Records drawn from a dataset
- Opening Delimiter -
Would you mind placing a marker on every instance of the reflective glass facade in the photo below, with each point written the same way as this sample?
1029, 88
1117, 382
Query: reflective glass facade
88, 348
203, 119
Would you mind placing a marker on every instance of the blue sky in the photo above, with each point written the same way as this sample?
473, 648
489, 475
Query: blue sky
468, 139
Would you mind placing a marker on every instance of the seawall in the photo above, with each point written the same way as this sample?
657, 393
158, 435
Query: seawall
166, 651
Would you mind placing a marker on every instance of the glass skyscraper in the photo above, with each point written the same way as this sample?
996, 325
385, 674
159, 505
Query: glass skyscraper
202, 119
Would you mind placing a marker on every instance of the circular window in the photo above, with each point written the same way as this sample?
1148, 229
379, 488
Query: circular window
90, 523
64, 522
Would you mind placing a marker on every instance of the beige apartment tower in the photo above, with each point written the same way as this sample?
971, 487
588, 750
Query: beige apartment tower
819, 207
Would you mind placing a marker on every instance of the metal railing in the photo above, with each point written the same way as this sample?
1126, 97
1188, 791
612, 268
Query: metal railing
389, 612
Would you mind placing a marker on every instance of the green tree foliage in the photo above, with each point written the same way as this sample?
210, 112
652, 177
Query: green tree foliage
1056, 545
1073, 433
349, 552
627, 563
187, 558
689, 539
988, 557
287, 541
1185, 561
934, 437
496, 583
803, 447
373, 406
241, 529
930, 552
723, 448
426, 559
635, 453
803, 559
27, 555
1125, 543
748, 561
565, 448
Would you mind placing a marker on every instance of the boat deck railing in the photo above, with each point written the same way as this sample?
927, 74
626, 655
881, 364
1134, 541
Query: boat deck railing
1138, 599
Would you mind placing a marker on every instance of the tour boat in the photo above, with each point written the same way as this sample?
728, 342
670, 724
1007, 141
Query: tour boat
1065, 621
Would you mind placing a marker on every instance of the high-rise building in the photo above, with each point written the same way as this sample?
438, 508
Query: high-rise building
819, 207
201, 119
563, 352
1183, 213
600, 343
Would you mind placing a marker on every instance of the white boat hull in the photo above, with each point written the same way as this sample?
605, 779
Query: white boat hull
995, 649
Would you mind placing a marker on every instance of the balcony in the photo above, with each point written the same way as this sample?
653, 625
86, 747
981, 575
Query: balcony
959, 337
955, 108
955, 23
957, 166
- Closing Delimiter -
Copy out each record above exactly, leaving nothing out.

> ANSWER TO THIS TASK
Would you mind placing a marker on every instance of the reflective glass facade in the photo below, with each point written the same way as this sample?
1029, 88
1117, 382
Query: reflective glass facade
88, 348
203, 119
Would you mind placing a marker on every instance of the blue sky in the photo above, with each point written the same way as this sample?
473, 648
489, 475
Query: blue sky
468, 139
Would you mind placing a marker on every instance of the seawall in the photo above, with each point written the same way as this sample?
657, 393
158, 435
Query: seawall
166, 651
Would you mind placing a marker on every instance of the glass skyscraper in the photo above, with each point written the same way as this sample?
996, 325
385, 674
159, 505
Query: glass skyscraper
202, 119
Would you mind placing a marker on every instance of the circular window in the photo above, with each point written the same way as this sample?
1148, 229
379, 488
Query: circular window
90, 523
64, 522
Would you mind placing a marker on every instance of the beige apartment tower in the photo above, with each point written the same way as this sample?
971, 487
588, 750
Query: beige apartment tower
819, 207
Would you mind placing a marker on every instance of the metal railing in the photo above, with each point written the same way as this sample?
1126, 97
1188, 791
612, 268
Query: metal railing
389, 612
Would you mind placing a marker on every instance of the green tree foliage in the photo above, with each point written the same way as this sample?
210, 112
652, 177
Query: green tree foliage
1056, 545
1073, 433
349, 552
627, 563
187, 558
689, 539
988, 557
287, 541
1185, 561
934, 437
496, 583
803, 447
373, 406
241, 529
930, 552
723, 448
426, 559
635, 453
803, 559
27, 555
1125, 543
748, 561
565, 448
Would you mind placing a marker on every instance of the boat deck railing in the photo above, with each point written the same way as this sample?
927, 74
626, 655
881, 364
1134, 541
Query: boat deck railing
1138, 599
Would you mind placing a marker on every instance of the tour boat in the photo above, with each point written the same way as this sample?
728, 342
670, 724
1007, 141
Query: tour boat
1065, 621
Would you mind placing a marker on every instance of the high-rise building in the photo above, with each point written the same way as this sample?
438, 508
Query: high-rise building
819, 207
201, 119
563, 352
1183, 213
600, 343
Would you mind placing a marker on every instance of the white boat hull in the photo above, with each point written the same way as this sample?
605, 779
Query: white boat hull
995, 649
Would you mind placing a marker on every instance of the balcony in the photo above, with each point written the same way as this sample?
653, 625
86, 747
981, 575
Query: balcony
959, 337
955, 108
955, 23
957, 166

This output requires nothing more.